##### Entries shown

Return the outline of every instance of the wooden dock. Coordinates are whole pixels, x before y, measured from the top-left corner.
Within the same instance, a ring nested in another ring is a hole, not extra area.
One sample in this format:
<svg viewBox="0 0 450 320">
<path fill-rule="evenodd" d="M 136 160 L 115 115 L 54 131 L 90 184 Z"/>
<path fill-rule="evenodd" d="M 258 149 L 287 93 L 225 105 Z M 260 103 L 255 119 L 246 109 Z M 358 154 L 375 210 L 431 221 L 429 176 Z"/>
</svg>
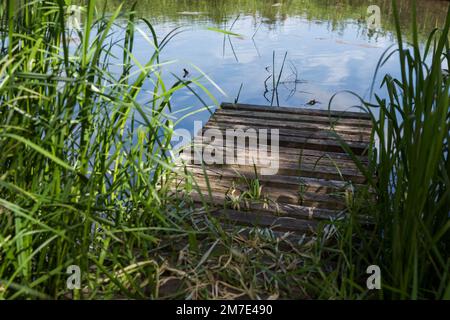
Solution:
<svg viewBox="0 0 450 320">
<path fill-rule="evenodd" d="M 335 219 L 345 210 L 350 187 L 358 188 L 366 182 L 339 141 L 344 140 L 367 163 L 371 121 L 364 113 L 224 103 L 202 133 L 215 130 L 225 135 L 226 130 L 239 129 L 278 130 L 276 174 L 264 174 L 263 166 L 255 161 L 205 164 L 195 161 L 194 153 L 182 157 L 183 170 L 195 180 L 189 196 L 195 202 L 212 205 L 213 214 L 227 225 L 258 226 L 283 233 L 314 232 L 319 221 Z M 197 138 L 194 146 L 203 142 L 200 150 L 204 151 L 204 139 Z M 215 153 L 230 151 L 230 145 L 215 142 L 209 140 L 206 145 L 219 148 Z M 270 138 L 258 143 L 275 155 L 276 146 Z M 258 155 L 247 145 L 233 145 L 232 149 L 236 156 L 246 155 L 252 160 Z"/>
</svg>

##########

### Work request
All that is needed here is the run of lines from the one containing "Within the same" through the end of the material above, reproduced exactly and without pictures.

### Final answer
Within the same instance, a ring nested in another ring is a hole, not extra area.
One sample in this format:
<svg viewBox="0 0 450 320">
<path fill-rule="evenodd" d="M 136 160 L 115 115 L 54 131 L 90 184 Z"/>
<path fill-rule="evenodd" d="M 258 149 L 287 93 L 225 105 Z M 260 103 L 255 119 L 246 109 Z M 358 154 L 375 210 L 431 221 L 429 176 Z"/>
</svg>
Solution:
<svg viewBox="0 0 450 320">
<path fill-rule="evenodd" d="M 335 219 L 345 210 L 350 187 L 358 188 L 366 182 L 339 141 L 344 140 L 367 163 L 371 121 L 364 113 L 224 103 L 202 133 L 215 130 L 225 135 L 226 130 L 239 129 L 278 130 L 276 174 L 264 174 L 263 166 L 255 161 L 205 164 L 195 161 L 194 153 L 182 157 L 183 170 L 195 180 L 189 196 L 195 202 L 212 205 L 213 214 L 227 225 L 258 226 L 283 233 L 314 232 L 319 221 Z M 197 138 L 194 146 L 203 142 L 200 150 L 204 151 L 204 139 Z M 215 153 L 230 151 L 230 145 L 215 142 L 209 140 L 206 145 L 219 148 Z M 270 138 L 258 143 L 275 155 L 276 146 Z M 258 155 L 247 145 L 233 145 L 232 149 L 236 156 L 246 155 L 252 160 Z"/>
</svg>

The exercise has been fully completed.